Brief: Send back the records exactly as written, with no images.

Data supplied:
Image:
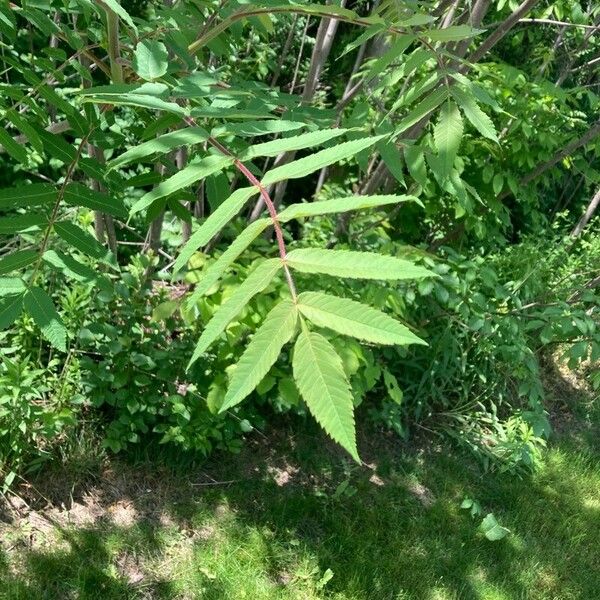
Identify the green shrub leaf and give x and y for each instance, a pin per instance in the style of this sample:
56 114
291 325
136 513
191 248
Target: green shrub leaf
213 224
354 319
323 385
256 282
150 59
277 329
41 308
355 265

Task solution:
Image:
Identify the green shrub leaf and give x and y for each instance, a pin per instance in the style of this sample:
56 114
291 325
136 513
191 248
Target: green shrub leaf
213 224
354 319
323 385
256 282
150 59
277 329
41 308
355 265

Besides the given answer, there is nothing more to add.